CONSIGNES:
a) Dans l'article sur les émeutes en Algérie, contre quoi les groupes de jeunes se sont-ils soulevés ?
b) Résumez en quelques points le paragraphe de l'article sur les émeutes en Algérie qui commence par « Le quartier huppé d'El Biar ».
c) Recopiez à l'identique, dans l'article sur les émeutes en Algérie, le passage qui va de « Le quartier huppé » jusqu'à « forces de sécurité. ».

EXTRAIT SOURCE:
.....

A Oran, la situation reste tendue entre jeunes et forces de l'ordre. [STR]
A Oran, la situation reste tendue entre jeunes et forces de l'ordre. - [STR]
Les émeutes lancées en Algérie par des groupes de jeunes contre la cherté de la vie se sont étendues jeudi soir et ont gagné en violence sans qu'il ait été fait état de victime, selon de nombreux témoins et la presse.

De nombreux quartiers d'Alger ont été touchés par les émeutes jeudi dans le centre et sur la périphérie, amenant nombre de commerces à baisser leurs rideaux dès le début de l'après-midi et le centre-ville était vide de voitures en début de soirée mais bondé de jeunes gens.

Un quartier chic algérois pris d'assaut

Le quartier huppé d'El Biar situé sur les hauteurs a été pris d'assaut par une quarantaine de jeunes armés de sabres qui se sont attaqués à de nombreuses boutiques en début de soirée, ont constaté des journalistes. Ils ont saccagé un restaurant et vidé une bijouterie emportant un important butin selon les habitants du quartier, avant de se retrouver encerclés par les forces de sécurité.

Le quartier populaire de Bab el Oued connaissait pour la seconde nuit consécutive d'importantes manifestations. La police lourdement armée et venue en nombre dès la fin de l'après-midi dans cette zone très densément peuplée, a dû faire usage de canons à eau et de gaz lacrymogènes pour disperser les manifestants, selon un témoin.

En Kabylie, à Bejaia, à quelque 260 km à l'est d'Alger, tout comme à Boumerdes, plus proche de la capitale, les manifestants avaient dès l'après-midi coupé les routes principales avec des arbres notamment ou des pneus enflammés. Selon un témoin, le tribunal d'Akbou, près de Bejaia a été incendié en fin de journée.

La nuit précédente à Beb el Oued, des dizaines de jeunes manifestants avaient attaqué le commissariat local à coups de pierres. Ils avaient également saccagé et incendié le magasin du concessionnaire de Renault réduisant en carcasses une dizaine de véhicules.

Lundi soir déjà, des milliers de jeunes avaient bloqué des routes de Tipaza (70 km à l'ouest d'Alger), pour dénoncer aussi leurs conditions de vie difficiles.

.....

DONNÉES BRUTES:
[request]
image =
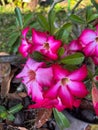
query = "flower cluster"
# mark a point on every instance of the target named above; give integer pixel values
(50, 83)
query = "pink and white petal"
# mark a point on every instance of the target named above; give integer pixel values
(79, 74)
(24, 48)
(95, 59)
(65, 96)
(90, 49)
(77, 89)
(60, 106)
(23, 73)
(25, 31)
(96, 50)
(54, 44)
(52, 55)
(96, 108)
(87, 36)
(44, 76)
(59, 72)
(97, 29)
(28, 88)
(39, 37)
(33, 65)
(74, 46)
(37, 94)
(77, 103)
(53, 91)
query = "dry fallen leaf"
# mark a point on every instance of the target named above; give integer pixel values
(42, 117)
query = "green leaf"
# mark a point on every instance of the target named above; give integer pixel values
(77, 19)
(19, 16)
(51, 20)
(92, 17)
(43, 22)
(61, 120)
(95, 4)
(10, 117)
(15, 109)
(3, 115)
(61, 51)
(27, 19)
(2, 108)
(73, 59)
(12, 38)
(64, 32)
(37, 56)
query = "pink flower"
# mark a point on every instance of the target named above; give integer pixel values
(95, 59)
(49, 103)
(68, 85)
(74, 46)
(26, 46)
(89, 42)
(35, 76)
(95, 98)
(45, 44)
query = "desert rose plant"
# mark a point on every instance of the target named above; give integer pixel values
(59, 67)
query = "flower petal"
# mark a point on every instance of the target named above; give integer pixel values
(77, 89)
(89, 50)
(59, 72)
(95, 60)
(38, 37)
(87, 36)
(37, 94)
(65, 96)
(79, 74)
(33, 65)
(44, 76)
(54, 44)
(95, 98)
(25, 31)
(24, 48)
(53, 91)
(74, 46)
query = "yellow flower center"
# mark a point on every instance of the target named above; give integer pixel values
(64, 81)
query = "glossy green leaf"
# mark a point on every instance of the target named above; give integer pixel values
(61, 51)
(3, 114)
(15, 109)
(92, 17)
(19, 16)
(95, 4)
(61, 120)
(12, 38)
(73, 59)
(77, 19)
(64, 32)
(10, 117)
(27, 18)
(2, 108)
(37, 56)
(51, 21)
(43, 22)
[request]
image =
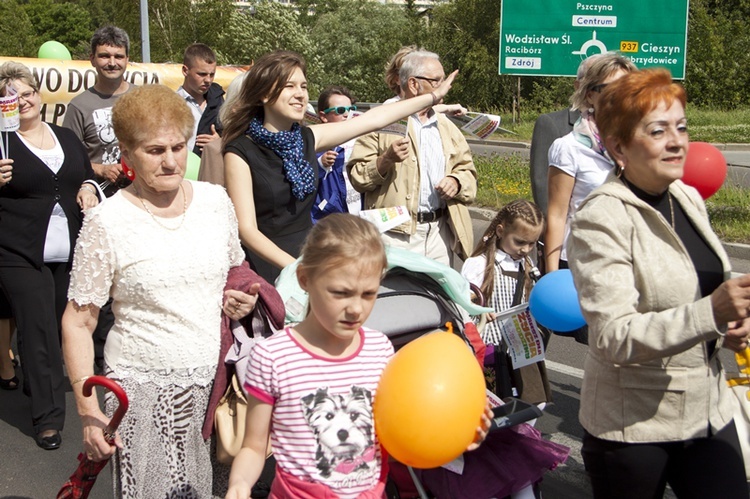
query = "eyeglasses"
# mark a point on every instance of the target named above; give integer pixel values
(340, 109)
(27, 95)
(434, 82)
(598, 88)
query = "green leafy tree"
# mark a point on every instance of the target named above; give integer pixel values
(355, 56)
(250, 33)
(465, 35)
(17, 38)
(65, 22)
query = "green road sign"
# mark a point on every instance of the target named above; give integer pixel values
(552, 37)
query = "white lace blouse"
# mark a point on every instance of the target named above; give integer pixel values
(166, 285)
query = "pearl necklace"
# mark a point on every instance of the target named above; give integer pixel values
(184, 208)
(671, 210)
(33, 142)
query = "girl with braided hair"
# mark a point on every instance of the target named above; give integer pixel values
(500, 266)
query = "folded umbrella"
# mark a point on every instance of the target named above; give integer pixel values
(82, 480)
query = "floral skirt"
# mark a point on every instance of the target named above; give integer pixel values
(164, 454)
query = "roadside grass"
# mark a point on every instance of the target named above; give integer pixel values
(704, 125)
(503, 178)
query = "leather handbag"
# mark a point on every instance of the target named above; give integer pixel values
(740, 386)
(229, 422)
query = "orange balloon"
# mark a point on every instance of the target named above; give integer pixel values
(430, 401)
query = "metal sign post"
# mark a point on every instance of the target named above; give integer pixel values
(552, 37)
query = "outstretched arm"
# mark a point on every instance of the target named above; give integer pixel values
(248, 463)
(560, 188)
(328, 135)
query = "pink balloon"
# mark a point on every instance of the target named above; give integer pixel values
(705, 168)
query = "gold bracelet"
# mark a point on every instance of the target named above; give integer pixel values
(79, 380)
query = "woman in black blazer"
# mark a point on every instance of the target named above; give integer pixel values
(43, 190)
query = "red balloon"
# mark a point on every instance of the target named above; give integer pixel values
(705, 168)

.....

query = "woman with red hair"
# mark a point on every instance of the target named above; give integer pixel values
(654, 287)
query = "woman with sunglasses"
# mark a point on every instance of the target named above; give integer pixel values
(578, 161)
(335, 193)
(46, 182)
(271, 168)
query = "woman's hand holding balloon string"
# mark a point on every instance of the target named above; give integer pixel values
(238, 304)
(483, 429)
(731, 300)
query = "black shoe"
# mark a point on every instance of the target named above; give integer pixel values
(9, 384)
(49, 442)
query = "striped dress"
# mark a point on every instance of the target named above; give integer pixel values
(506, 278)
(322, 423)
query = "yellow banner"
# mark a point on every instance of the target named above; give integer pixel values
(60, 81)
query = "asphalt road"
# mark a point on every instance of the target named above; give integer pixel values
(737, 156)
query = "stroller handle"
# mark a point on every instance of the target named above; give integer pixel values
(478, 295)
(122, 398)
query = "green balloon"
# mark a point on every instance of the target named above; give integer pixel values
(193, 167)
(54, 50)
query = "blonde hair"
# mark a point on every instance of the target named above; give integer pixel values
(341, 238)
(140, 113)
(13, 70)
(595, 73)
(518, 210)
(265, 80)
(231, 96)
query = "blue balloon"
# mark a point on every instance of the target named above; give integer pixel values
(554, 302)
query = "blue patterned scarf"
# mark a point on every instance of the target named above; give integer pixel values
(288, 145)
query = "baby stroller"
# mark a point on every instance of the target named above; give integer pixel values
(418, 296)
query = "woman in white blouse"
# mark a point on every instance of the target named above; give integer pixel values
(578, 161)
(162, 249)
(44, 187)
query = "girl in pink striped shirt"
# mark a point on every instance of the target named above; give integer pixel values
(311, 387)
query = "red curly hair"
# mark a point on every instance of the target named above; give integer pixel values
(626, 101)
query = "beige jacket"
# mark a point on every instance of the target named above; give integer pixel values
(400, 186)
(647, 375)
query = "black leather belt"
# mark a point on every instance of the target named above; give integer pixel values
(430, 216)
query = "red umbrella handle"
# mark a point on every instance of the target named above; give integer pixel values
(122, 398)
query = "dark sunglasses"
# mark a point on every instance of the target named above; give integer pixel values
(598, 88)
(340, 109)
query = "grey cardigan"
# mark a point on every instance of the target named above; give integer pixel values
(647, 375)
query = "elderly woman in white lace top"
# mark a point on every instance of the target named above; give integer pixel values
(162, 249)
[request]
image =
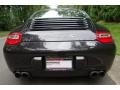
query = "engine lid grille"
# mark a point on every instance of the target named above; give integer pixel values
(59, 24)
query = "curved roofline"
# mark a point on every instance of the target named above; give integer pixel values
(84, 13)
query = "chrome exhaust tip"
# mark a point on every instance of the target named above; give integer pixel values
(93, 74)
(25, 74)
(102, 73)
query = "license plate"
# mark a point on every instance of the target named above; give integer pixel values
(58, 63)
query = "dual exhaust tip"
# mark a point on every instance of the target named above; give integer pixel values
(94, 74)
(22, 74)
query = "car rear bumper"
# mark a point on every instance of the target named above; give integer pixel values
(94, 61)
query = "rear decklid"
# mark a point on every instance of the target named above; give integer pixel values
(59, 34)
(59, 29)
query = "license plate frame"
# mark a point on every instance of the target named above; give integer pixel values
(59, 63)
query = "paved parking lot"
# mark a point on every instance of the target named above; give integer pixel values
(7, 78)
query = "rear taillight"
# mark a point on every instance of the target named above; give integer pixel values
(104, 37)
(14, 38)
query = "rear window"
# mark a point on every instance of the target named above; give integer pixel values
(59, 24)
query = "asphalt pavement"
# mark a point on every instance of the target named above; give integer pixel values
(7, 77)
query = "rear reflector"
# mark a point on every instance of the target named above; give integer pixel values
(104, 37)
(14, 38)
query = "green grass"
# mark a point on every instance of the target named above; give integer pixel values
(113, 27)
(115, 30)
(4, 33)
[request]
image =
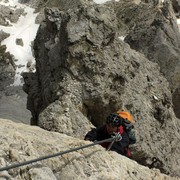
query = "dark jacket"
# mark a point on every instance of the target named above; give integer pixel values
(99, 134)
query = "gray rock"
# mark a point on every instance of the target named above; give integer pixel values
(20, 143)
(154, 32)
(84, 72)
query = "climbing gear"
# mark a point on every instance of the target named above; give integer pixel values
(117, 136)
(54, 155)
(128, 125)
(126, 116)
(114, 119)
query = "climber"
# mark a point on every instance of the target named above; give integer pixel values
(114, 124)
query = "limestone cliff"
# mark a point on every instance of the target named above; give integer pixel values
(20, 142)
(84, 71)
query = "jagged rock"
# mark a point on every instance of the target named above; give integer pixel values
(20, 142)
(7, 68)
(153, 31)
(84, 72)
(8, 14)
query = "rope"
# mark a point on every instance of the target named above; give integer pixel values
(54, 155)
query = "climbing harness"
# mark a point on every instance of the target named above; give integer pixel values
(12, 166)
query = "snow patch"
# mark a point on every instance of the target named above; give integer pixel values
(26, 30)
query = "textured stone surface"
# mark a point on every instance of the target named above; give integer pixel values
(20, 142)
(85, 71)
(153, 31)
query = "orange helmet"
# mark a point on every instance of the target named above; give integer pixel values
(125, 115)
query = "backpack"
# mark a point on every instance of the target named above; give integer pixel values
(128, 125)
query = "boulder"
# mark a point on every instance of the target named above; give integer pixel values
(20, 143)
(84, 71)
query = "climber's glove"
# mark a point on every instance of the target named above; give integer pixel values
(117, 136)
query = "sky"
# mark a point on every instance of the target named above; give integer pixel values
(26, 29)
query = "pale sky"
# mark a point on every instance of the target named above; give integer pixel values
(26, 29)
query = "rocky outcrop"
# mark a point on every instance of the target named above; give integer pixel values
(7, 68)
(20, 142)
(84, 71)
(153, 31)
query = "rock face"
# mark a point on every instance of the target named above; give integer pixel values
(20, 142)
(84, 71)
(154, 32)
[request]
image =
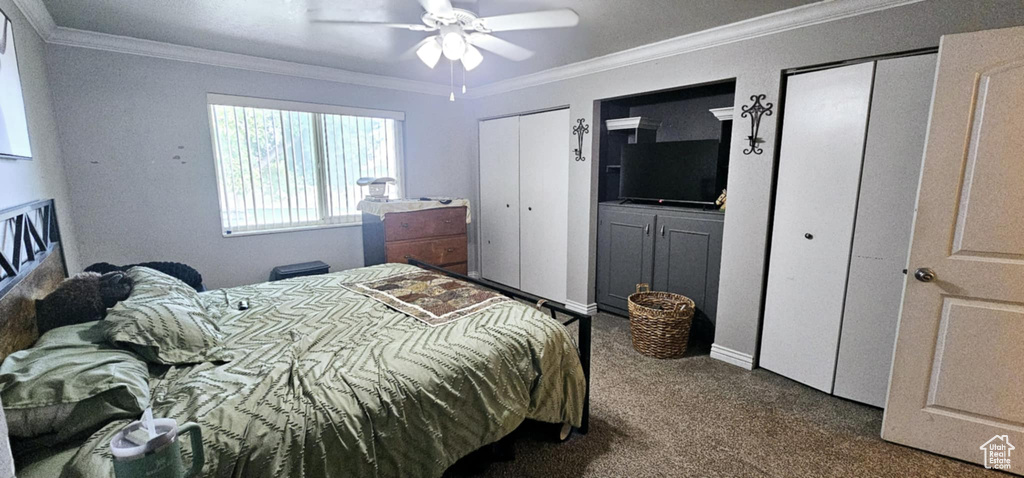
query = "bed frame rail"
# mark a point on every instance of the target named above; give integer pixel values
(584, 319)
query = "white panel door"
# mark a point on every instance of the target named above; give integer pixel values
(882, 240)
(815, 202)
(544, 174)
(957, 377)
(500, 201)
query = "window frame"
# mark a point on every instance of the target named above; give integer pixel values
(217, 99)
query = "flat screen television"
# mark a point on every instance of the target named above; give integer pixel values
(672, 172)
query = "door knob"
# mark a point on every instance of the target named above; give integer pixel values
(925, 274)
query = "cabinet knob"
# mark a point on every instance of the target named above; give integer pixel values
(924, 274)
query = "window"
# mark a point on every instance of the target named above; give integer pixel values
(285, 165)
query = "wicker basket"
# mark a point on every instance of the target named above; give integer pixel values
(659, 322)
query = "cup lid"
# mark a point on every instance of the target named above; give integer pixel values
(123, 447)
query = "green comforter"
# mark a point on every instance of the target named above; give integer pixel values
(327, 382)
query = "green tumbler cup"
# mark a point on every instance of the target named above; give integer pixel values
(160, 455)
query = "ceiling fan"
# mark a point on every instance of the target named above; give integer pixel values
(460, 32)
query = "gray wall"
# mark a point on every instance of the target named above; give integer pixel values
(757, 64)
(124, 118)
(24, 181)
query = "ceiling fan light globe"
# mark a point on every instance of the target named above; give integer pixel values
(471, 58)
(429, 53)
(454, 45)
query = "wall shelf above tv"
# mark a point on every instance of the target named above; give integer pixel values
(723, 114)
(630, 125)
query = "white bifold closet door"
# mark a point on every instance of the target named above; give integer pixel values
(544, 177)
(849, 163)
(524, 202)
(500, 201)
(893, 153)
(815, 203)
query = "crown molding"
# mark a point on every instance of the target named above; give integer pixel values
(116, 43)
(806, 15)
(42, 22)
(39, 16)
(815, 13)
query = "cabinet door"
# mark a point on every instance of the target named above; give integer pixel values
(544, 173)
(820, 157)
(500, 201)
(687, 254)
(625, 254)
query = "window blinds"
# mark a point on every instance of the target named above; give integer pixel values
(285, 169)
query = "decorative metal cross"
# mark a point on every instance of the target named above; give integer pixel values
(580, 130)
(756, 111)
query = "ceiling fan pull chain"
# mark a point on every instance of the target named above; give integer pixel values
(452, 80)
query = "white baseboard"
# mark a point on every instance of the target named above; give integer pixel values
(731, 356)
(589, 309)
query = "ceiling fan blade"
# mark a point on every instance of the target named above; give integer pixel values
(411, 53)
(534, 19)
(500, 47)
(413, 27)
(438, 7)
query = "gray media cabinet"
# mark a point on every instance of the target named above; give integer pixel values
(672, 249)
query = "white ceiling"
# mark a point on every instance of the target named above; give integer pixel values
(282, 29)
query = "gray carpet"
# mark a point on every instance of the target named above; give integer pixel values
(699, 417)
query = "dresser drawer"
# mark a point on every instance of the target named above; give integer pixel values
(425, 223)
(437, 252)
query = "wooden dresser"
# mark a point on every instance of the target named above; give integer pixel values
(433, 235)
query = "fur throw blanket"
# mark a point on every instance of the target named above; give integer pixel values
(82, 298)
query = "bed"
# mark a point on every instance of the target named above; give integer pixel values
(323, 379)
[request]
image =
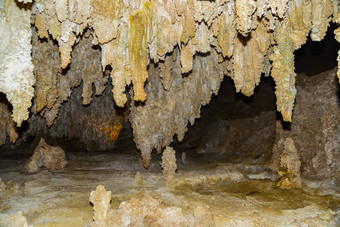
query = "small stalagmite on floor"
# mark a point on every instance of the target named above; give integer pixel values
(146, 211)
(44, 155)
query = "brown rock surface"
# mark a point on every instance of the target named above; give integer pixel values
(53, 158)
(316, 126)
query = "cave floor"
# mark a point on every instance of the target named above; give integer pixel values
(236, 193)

.....

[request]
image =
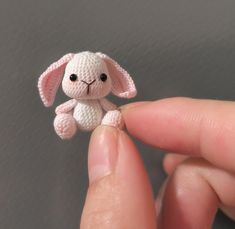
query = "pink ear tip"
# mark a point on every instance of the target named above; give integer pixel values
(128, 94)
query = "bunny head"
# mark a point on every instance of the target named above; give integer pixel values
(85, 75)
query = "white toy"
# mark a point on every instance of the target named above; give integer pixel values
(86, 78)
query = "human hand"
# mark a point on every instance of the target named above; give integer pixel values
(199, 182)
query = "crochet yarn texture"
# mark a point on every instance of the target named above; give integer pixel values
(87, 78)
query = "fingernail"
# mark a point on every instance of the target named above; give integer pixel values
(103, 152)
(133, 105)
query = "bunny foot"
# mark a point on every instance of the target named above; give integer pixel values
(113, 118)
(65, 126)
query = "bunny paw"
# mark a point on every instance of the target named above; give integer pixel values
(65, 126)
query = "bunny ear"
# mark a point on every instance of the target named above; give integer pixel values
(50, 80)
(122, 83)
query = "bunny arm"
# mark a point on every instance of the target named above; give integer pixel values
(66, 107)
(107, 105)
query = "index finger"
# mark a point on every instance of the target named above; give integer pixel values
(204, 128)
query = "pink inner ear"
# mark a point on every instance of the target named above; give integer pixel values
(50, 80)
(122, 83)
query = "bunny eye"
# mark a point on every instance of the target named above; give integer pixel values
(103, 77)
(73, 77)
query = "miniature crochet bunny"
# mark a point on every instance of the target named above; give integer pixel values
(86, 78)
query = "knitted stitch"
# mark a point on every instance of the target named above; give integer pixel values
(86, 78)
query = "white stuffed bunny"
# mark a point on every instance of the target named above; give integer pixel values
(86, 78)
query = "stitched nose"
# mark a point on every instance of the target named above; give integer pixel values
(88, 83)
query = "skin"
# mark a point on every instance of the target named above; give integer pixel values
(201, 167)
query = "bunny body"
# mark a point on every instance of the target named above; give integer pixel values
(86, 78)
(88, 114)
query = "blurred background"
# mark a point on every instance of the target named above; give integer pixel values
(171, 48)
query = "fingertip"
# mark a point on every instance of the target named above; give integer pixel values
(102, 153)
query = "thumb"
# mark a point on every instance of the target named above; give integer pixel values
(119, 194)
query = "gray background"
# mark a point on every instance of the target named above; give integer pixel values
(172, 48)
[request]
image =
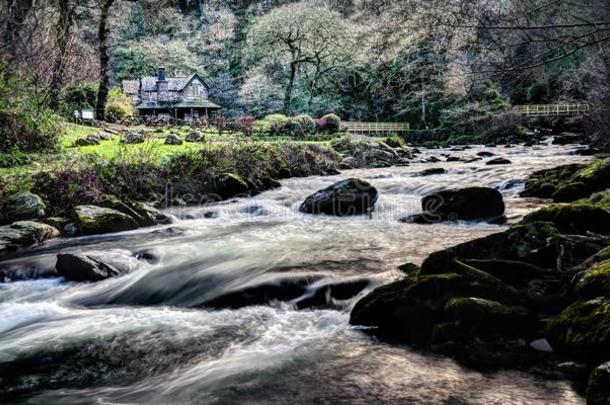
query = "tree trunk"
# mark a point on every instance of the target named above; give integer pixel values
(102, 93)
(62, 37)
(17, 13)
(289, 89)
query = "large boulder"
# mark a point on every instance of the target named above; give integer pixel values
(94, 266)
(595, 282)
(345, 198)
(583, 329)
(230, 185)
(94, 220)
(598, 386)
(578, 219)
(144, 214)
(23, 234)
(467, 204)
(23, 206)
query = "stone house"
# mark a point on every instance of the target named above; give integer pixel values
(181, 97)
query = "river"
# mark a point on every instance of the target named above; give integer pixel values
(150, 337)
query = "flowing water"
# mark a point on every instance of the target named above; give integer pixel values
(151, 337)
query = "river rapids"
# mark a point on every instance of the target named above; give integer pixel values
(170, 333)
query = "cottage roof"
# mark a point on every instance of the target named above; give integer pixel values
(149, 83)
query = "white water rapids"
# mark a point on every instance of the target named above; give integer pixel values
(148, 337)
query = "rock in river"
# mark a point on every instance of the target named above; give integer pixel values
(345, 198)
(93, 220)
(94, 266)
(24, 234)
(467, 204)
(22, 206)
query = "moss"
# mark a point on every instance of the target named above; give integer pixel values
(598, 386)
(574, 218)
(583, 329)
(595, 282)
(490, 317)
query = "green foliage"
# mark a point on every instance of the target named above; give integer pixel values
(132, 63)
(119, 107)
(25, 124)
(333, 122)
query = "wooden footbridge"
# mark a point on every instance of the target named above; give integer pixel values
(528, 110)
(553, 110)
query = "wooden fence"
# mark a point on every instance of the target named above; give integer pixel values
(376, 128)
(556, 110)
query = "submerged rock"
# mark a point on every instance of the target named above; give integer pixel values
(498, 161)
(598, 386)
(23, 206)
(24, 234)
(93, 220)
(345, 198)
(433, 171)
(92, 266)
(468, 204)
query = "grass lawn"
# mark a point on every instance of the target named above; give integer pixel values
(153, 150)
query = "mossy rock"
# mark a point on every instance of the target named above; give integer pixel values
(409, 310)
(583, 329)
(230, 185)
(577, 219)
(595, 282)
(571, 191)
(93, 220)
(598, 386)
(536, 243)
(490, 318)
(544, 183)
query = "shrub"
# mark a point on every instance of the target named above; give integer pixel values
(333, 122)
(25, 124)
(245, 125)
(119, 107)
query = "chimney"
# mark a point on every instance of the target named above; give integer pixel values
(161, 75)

.....

RÉPONSES PAR CONSIGNE:
a) Contre la cherté de la vie.

b)
- Une quarantaine de jeunes armés de sabres ont pris d'assaut El Biar, quartier huppé sur les hauteurs d'Alger.
- En début de soirée, ils se sont attaqués à de nombreuses boutiques.
- Ils ont saccagé un restaurant et vidé une bijouterie, emportant un important butin selon les habitants.
- Ils ont ensuite été encerclés par les forces de sécurité.

c)
Le quartier huppé d'El Biar situé sur les hauteurs a été pris d'assaut par une quarantaine de jeunes armés de sabres qui se sont attaqués à de nombreuses boutiques en début de soirée, ont constaté des journalistes. Ils ont saccagé un restaurant et vidé une bijouterie emportant un important butin selon les habitants du quartier, avant de se retrouver encerclés par les forces de sécurité.